Give back each line below verbatim.

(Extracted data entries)
=== Begin Enclosure ===

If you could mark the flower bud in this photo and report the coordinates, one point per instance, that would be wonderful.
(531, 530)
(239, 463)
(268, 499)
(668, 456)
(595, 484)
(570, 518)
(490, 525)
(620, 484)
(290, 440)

=== End Enclosure ===

# FINISHED TASK:
If you could mark the flower bud in this photo and report the coordinates, one point per instance, that would be wonderful.
(531, 530)
(239, 463)
(268, 499)
(668, 456)
(595, 484)
(570, 518)
(490, 525)
(620, 484)
(290, 440)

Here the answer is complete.